Required task — In the records below, find the line containing "For every instance of the bird's head, set"; give it again exactly, along with every line that follows, and nothing else.

-- start of Extracted entries --

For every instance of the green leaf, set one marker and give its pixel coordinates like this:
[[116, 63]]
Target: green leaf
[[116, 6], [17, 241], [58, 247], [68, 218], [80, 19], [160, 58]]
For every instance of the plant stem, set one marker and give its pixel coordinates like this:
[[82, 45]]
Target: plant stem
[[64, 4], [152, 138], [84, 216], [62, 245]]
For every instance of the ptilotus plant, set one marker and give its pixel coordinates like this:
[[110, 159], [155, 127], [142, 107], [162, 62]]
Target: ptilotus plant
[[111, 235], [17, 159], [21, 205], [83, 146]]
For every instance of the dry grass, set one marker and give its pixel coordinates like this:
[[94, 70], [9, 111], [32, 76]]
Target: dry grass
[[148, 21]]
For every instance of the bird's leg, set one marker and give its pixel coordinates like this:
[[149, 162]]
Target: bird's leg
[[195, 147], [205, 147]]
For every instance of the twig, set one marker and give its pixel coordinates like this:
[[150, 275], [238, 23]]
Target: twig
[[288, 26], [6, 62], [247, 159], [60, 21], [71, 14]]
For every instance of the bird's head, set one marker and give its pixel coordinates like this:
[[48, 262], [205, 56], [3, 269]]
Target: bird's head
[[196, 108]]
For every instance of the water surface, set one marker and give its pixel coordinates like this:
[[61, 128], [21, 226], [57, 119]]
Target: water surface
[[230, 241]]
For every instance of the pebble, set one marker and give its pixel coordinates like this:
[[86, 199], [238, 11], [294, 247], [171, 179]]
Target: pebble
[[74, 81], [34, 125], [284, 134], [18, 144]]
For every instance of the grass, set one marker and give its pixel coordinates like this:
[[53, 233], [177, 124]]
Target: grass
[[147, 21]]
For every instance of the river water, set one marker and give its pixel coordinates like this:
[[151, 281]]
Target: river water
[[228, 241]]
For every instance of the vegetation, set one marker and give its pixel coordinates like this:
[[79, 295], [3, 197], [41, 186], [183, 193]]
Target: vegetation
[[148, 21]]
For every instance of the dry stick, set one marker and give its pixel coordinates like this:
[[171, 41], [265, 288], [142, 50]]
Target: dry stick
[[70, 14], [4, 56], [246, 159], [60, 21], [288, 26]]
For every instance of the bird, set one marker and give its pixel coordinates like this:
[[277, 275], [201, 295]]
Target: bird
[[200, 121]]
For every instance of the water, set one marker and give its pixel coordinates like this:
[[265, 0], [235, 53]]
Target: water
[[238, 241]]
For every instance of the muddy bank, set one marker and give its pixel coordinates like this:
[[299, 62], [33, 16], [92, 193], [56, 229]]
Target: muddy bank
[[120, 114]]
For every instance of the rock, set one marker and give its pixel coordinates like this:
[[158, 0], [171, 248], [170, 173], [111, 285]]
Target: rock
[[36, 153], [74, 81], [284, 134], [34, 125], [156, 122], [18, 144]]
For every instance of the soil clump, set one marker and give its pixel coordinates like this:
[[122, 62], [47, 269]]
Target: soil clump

-- end of Extracted entries --

Written solution —
For every instance of the bird's head, set one marker and give its pixel coordinates like this:
[[48, 262], [205, 56], [3, 269]]
Target: bird's head
[[196, 108]]
For every instance of the water surface, set one marker and give its pixel coordinates like this:
[[61, 128], [21, 226], [57, 119]]
Target: water surface
[[230, 241]]
For every instance of the pebble, set one marker and give its pixel coordinates like this:
[[86, 199], [238, 11], [294, 247], [171, 179]]
Target: pebble
[[74, 81], [34, 125], [284, 134], [18, 144]]
For every instance of the grass, set one marker and give its pixel coordinates like this:
[[53, 233], [177, 124]]
Target: grass
[[147, 21]]
For every instance of the river water, set one marker and give its pixel coordinates like this:
[[151, 281]]
Target: river water
[[228, 241]]
For every instance of the vegetation, set one marker and give its pixel coordinates like this:
[[79, 295], [3, 197], [41, 186], [183, 193]]
Target: vegetation
[[148, 21]]
For every instance of the dry stick, set one marker and give its pixel coordinates like this:
[[171, 41], [265, 288], [142, 50]]
Target: dry stick
[[70, 14], [4, 56], [246, 159], [60, 21], [288, 26]]
For every instance of the bird, set one marker and give its pixel coordinates like this:
[[277, 275], [201, 295]]
Target: bird
[[200, 121]]
For every instance of the water, set one marker and give its pixel coordinates like this:
[[265, 0], [235, 53]]
Target: water
[[238, 241]]
For every instance of the muddy bank, set one marker and give its pixel coordinates like this:
[[299, 62], [33, 16], [92, 193], [56, 229]]
Target: muddy bank
[[120, 114]]
For every instance of the rock, set one marker and give its pixel coordinates like this:
[[158, 0], [171, 248], [170, 173], [111, 285]]
Target: rock
[[36, 153], [74, 81], [284, 134], [34, 125], [156, 122], [18, 144]]
For every instance of the soil clump, set one marker and give its pixel coordinates like this:
[[122, 62], [47, 269]]
Target: soil clump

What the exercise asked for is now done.